Document segment:
Vladimir Zelenbaba (, ; born February 6, 1982) is a Serbian footballer who plays with Scarborough SC in the Canadian Soccer League.

Career

Serbia 
Zelenbaba began his career in the Second League of FR Yugoslavia with FK Železničar Beograd. In 2003, he moved to league rivals FK Hajduk Beograd where the club won their division which secured promotion to the First League of Serbia and Montenegro. Following his stint with Hajduk, he signed with FK Radnički Pirot for the 2006 season. He would further resume his career in the second tier by signing with FK Inđija.

Ukraine  
In 2007, he went abroad to play with Zorya Luhansk in the 2006–07 Ukrainian Premier League. He made his debut for the club on March 11, 2007, against Karpaty Lviv. Throughout his debut season in Luhansk, he appeared in six matches. In the winter of 2007, he was placed on the transfer list. Before he departed from the club, he made an appearance in the 2007–08 Ukrainian Cup.

Supplied records:
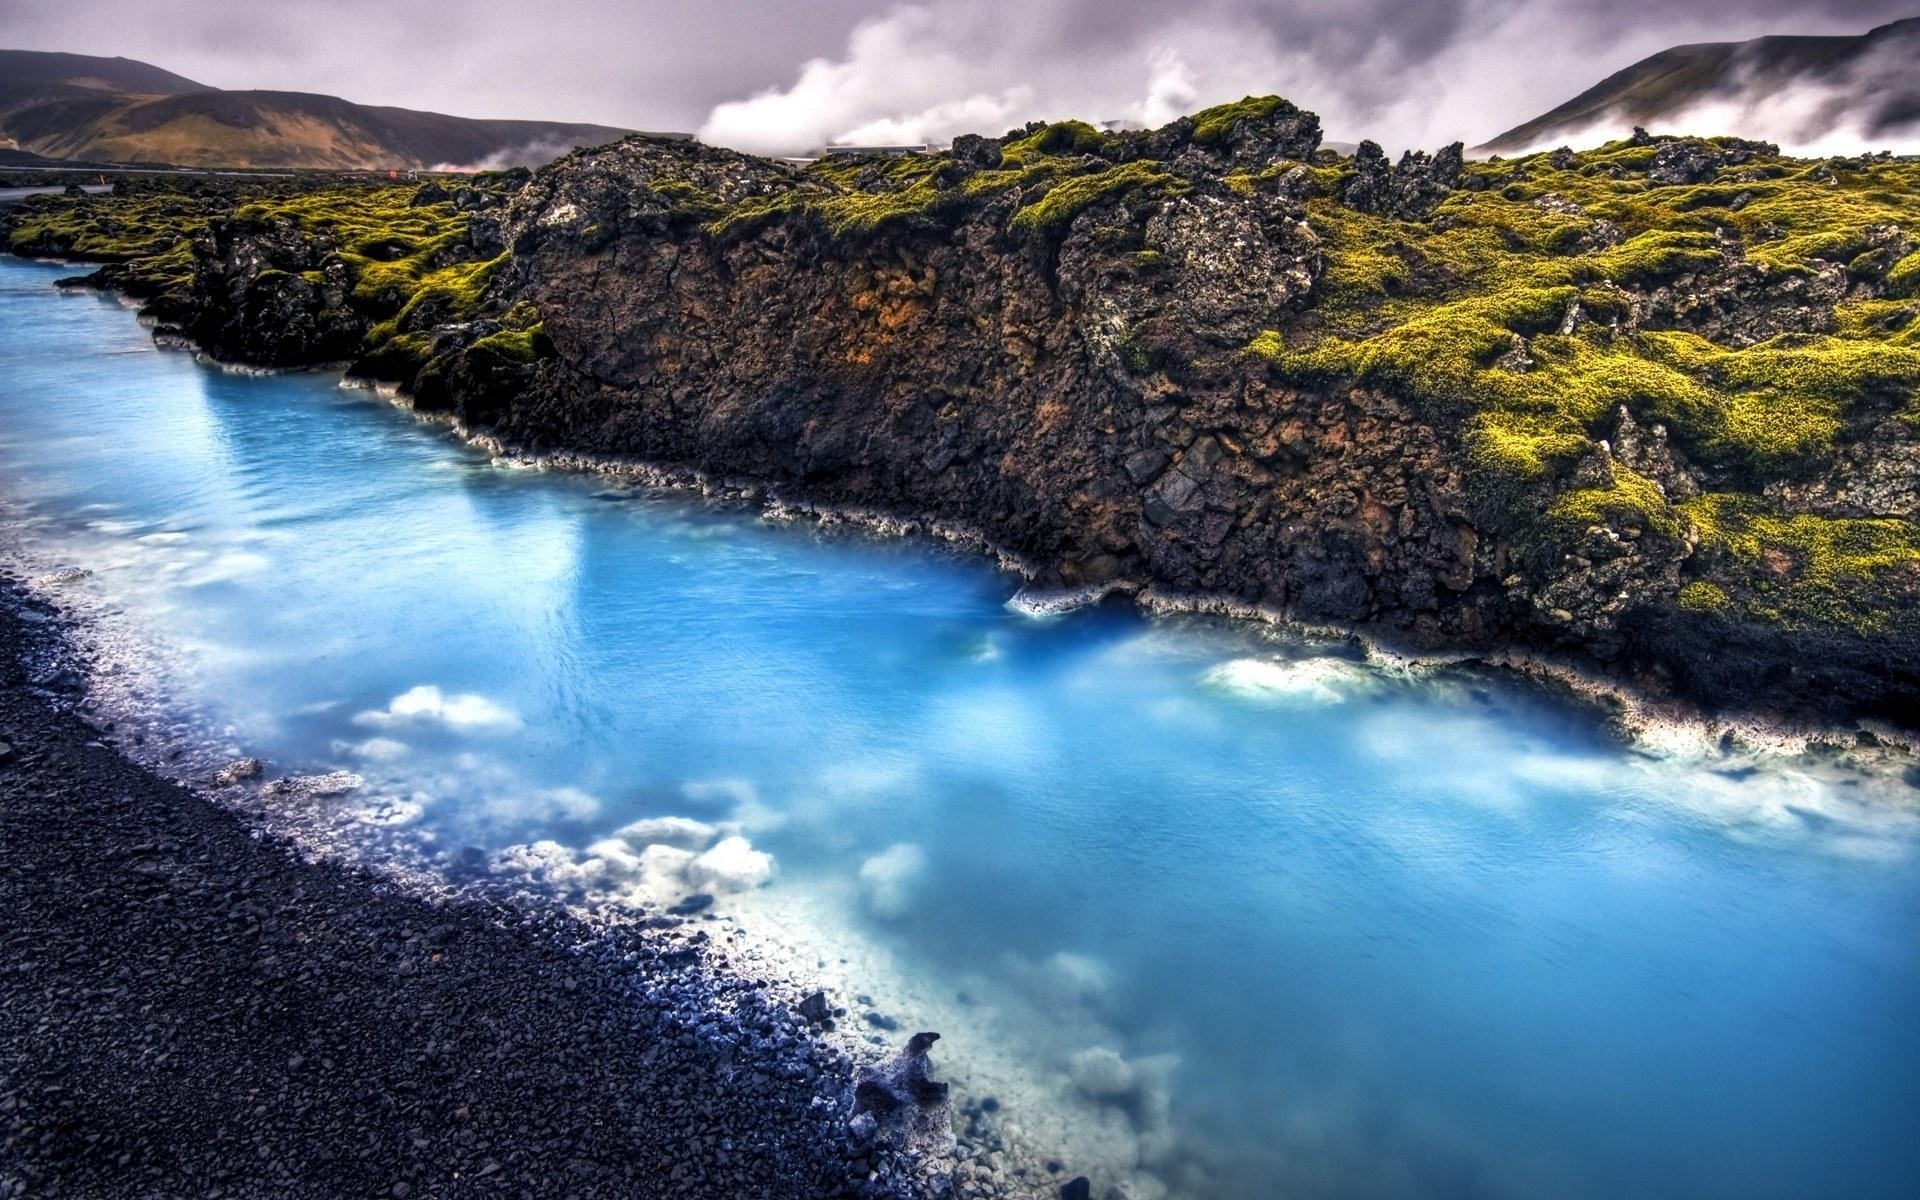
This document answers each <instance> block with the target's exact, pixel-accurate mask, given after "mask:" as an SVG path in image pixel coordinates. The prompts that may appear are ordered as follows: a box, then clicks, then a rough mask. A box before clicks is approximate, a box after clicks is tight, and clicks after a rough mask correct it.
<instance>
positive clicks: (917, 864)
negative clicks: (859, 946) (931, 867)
mask: <svg viewBox="0 0 1920 1200" xmlns="http://www.w3.org/2000/svg"><path fill="white" fill-rule="evenodd" d="M925 874H927V852H925V851H924V849H920V847H918V845H914V843H906V841H902V843H895V845H891V847H887V849H885V851H881V852H877V854H874V856H870V858H868V860H866V862H862V864H860V887H862V889H864V900H866V910H868V912H872V914H874V916H877V918H881V920H897V918H902V916H906V914H908V912H910V910H912V908H914V904H916V900H918V891H920V885H922V876H925Z"/></svg>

Task objective:
According to the Vladimir Zelenbaba biography, which team did he face in his debut match for Zorya Luhansk? The material comes from a separate source unrelated to the Vladimir Zelenbaba biography.

Response area:
Karpaty Lviv.